> _CHALLENGE_: Locate "of the rice" in the listing below, then output the line holding it and every line after it, exactly and with nothing else.
--- Begin MATERIAL SHOWN ---
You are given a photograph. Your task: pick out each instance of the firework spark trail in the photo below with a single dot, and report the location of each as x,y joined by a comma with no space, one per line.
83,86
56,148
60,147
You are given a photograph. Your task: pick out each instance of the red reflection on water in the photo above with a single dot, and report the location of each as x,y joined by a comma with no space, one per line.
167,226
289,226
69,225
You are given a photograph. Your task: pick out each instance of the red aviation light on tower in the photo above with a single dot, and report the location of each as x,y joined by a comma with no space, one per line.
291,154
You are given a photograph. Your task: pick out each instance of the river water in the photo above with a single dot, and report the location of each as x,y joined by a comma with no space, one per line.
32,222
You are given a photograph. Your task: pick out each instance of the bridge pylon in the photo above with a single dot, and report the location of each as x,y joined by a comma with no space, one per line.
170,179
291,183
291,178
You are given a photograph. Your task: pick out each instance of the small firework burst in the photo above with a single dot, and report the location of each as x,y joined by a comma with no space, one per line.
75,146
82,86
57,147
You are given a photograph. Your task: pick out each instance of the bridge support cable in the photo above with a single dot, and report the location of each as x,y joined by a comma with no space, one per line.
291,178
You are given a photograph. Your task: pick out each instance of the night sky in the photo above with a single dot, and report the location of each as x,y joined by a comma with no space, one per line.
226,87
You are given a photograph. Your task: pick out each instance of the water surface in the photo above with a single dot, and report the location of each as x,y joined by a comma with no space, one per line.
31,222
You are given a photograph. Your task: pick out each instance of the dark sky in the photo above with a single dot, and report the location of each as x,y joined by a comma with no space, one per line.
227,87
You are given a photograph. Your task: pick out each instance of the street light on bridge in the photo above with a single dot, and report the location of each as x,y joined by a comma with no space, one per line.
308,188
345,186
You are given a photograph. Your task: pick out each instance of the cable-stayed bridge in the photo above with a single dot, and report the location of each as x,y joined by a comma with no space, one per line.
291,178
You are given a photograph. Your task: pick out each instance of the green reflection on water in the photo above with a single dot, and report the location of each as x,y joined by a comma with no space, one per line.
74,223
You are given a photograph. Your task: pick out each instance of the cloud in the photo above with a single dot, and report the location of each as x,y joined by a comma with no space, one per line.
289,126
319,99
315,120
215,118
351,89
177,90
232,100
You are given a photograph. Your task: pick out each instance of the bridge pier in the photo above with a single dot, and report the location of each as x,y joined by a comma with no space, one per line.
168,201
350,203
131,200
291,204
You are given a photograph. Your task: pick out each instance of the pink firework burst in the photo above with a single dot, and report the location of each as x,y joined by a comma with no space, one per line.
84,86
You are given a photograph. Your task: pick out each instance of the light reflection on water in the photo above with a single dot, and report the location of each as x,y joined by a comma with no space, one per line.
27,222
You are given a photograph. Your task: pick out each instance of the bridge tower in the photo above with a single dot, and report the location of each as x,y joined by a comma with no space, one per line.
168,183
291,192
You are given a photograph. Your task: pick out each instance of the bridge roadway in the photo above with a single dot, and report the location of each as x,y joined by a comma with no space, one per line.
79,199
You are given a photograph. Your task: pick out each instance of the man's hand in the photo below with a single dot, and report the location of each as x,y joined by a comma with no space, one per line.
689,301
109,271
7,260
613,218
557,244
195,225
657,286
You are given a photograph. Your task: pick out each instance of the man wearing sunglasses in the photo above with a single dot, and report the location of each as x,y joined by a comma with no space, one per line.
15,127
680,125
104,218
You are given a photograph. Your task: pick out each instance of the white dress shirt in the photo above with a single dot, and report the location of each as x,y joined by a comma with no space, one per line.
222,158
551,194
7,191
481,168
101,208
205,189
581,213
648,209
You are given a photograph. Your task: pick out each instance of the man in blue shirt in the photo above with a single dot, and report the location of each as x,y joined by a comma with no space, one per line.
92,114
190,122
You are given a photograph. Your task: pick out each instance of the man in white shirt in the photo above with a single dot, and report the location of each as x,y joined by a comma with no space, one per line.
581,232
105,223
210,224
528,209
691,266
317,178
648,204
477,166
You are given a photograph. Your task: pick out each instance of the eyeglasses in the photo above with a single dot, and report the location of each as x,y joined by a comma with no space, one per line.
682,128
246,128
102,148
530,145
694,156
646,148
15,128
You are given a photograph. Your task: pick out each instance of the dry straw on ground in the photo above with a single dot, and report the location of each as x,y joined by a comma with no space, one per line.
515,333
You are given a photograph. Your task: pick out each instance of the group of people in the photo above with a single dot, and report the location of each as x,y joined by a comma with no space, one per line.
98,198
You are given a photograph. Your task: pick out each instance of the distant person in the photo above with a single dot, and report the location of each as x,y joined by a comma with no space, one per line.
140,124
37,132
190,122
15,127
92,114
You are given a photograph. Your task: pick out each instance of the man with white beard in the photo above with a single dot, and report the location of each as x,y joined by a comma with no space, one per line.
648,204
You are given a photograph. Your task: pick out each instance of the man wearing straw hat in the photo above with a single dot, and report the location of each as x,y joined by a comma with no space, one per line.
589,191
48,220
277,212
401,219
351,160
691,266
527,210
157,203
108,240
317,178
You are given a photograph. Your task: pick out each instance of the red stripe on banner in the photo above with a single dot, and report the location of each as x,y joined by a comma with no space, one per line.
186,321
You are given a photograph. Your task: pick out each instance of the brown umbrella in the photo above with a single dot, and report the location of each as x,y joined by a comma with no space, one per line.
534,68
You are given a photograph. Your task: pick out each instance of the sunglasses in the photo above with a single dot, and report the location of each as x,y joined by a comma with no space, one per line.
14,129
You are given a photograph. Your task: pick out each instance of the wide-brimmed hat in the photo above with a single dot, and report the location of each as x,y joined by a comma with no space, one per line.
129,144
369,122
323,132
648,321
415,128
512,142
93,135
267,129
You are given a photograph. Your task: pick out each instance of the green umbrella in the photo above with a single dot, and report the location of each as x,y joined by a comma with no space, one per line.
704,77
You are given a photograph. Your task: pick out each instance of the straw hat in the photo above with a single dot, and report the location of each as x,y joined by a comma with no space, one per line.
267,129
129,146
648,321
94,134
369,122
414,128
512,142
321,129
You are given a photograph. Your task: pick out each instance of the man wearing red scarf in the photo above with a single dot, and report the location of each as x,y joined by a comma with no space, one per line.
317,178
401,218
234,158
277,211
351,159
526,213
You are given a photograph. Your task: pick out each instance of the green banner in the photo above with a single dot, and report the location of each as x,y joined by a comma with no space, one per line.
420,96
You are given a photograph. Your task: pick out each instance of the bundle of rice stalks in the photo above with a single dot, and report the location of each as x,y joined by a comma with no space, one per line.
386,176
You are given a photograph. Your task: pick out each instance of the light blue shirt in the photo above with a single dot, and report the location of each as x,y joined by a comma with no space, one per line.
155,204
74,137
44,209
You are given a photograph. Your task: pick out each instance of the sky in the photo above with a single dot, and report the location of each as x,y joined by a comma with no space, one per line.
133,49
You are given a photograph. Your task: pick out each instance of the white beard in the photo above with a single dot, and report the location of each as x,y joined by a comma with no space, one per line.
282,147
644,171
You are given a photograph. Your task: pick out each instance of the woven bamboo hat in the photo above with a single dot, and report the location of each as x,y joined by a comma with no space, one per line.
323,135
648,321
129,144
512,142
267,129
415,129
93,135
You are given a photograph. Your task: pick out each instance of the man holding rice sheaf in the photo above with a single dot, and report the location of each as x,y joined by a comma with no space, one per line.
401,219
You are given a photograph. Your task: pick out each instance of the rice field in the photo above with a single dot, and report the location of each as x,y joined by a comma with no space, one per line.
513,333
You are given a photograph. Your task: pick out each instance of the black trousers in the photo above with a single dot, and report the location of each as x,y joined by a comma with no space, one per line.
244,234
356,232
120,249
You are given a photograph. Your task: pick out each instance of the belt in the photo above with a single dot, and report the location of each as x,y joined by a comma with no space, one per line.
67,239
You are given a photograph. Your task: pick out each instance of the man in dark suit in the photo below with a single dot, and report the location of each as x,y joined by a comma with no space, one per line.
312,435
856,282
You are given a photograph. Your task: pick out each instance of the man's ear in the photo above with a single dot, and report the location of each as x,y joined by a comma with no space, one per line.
--- End MATERIAL SHOWN ---
> _SOLUTION TO THIS PROBLEM_:
You are given a photograph. Your task: pick out each instance of the rice field in the photo above with a single dot, and report the location of each as x,y joined by a comma with no space, one per line.
513,333
You are given a photograph. Your task: pick out each instance of the black trousers in the photo above with a single dot, and report the location of each as x,y joined by a comma with no space, one per line.
244,234
356,232
120,249
You are given a photograph. Your task: pick out each instance of the belt in the photo above with a single dot, and report the location of each as x,y joined by a comma with no space, one per line.
67,239
You are given a photograph. Your task: pick out each instance of the man in dark suit in the photo below with a single dot, and report the location of each as x,y joined by a comma with no space, one per line.
312,435
856,282
You are given a photograph. Your task: pick out each instance of the man's ear in the photo above with a single dot, and report the location of each as x,y joined by a comma with no space, one per line.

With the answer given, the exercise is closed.